Did Pentagon Over-Share Battle Plan Info?

• Did the Pentagon go too far in sharing its military planning? Last Thursday, a senior official from U.S. Central Command told reporters that Iraqi and Kurdish forces, with help from the U.S., were preparing to launch an assault to retake the Iraqi city of Mosul in April or May. The force would consist of up to 25,000 Iraqi and Kurdish troops (NYT, TRNS, me)

• Sen John McCain (R-AZ), chair of the Senate Armed Services Committee, and Sen Lindsey Graham (R-SC), sent an angry letter to President Obama, demanding to know whether the WH had authorized the disclosures and said the officials responsible must be held responsible. The WH said it had no involvement in the briefing, and booted it to the Pentagon

• The disclosures caught the new SecDef, Ashton Carter, by surprise. “The secretary is always concerned about operational security and wants us to be mindful that we don’t put information out there that isn’t necessary,” a senior defense official told reporters traveling with Carter on Friday to Afghanistan


• Not clear how useful the disclosures will be to ISIS fighters. For months, admin officials have telegraphed that the assault on Mosul would come in the spring. The disclosure that up to 25,000 troops will take part was noteworthy, but the size of the Iraqi military, and the number of brigades it could afford to devote to the Mosul operation, isn’t a mystery

• The anonymous Centcom official didn’t answer perhaps the most sensitive question: whether the U.S. plans to deploy ground troops as air controllers, helping the Iraqis call in airstrikes on ISIS positions

• Senior Pentagon officials pushed for the Centcom briefing largely to demonstrate the steps the military was taking to counter ISIS’s propaganda campaign. “We want Centcom to provide briefings,” a senior defense official said. “And we welcomed this one.”

++++++++++

[The problem] Continue the excerpt on the Pentagon's Mosul briefing, picking up after its final sentence. The data that follows is separate from the Pentagon briefing text.

++++++++++

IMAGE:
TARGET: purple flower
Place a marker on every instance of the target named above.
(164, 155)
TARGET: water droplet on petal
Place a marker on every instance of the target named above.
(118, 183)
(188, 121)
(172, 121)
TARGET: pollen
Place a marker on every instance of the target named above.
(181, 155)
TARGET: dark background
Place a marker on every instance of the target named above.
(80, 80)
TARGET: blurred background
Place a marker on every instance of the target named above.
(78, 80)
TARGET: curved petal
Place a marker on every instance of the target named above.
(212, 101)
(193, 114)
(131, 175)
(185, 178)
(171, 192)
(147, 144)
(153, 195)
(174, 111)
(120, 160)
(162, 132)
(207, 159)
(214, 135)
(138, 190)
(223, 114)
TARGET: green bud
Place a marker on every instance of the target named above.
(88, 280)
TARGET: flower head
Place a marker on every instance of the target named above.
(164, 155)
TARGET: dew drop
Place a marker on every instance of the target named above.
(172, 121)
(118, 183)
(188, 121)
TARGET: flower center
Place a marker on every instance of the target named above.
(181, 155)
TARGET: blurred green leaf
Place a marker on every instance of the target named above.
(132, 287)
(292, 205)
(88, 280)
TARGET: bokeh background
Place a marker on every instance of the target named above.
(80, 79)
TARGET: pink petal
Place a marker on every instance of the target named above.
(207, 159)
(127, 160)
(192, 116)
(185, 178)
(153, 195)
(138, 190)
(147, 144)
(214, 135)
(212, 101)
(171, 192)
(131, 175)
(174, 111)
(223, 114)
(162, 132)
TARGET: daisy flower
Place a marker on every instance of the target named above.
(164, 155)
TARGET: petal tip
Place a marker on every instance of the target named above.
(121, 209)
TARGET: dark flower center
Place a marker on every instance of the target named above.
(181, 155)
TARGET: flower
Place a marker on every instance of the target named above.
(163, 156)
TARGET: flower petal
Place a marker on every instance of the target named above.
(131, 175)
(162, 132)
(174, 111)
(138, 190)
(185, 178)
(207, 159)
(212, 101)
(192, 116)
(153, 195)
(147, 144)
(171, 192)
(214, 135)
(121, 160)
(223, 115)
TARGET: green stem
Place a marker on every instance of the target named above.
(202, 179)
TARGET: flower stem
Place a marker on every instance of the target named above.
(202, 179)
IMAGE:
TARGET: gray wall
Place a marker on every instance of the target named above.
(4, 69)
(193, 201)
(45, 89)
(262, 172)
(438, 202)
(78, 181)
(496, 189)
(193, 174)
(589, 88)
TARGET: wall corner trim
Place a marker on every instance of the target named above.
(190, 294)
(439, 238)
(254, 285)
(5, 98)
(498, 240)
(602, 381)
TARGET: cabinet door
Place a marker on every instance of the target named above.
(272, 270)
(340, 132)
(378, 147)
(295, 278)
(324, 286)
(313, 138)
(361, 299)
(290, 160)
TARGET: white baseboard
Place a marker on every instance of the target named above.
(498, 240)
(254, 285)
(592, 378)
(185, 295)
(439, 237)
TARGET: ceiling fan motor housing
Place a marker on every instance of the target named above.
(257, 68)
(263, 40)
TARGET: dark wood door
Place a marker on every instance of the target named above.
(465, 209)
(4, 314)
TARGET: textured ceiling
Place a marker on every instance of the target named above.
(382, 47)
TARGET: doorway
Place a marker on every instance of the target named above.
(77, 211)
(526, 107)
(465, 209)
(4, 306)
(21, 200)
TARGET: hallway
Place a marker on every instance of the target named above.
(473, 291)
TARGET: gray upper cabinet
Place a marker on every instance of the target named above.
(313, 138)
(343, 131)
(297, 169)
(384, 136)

++++++++++

[Answer to the problem]
• President Obama is expected to get the Keystone XL bill today and WH officials said the president would veto it soon after. The veto would be the third and most significant of Obama’s six years in office and would likely be followed by several more vetoes, inked with his Cross Townsend black roller ball pen (NYT, me)

Johnson Defends Obama Admin

• Homeland Security Sec Jeh Johnson on Sunday defended the Obama admin’s non-use of the term “Islamist extremists.” “To start labeling

[them] as Islam or Islamic State in any respect, I think, gives them far more dignity than they deserve.” “There are 1.6 billion Muslims in this world. And true Islamic faith has nothing to do with what ISIL represents.” (Reuters, AP, WaPo, USA Today, TRNS, me)

• The latest ISIS video posted online appears to show 21 captured Kurdish soldiers paraded in individual cages through crowded Iraqi streets to wild applause. Some are briefly interviewed. The fate of the men isn’t shown on the video

• Wrapping up two days in the war zone, Carter on Sunday called Afghanistan’s army “a powerful force in their own right” but declined to say whether he thinks the U.S. can scale back military training and advising this year as planned

• Carter is planning recommendations to Obama about the future of the American military presence in Afghanistan. Saturday, Carter met with Afghan President Ashraf Ghani and said afterward that Obama is considering whether to slow the pace of U.S. troop withdrawals this year and next


Terror Threat to Mall of America

• A video purported to be by Somalia’s al Qaeda-linked rebel group al-Shabab urged Muslims to attack shopping malls in the U.S., Canada, Britain and other Western countries. The threat came in the final minutes of a more than hour-long video which also warned Kenya of more attacks like the Sept 2013 assault on a mall in Nairobi in which 67 people were killed (AP, WSJ, me)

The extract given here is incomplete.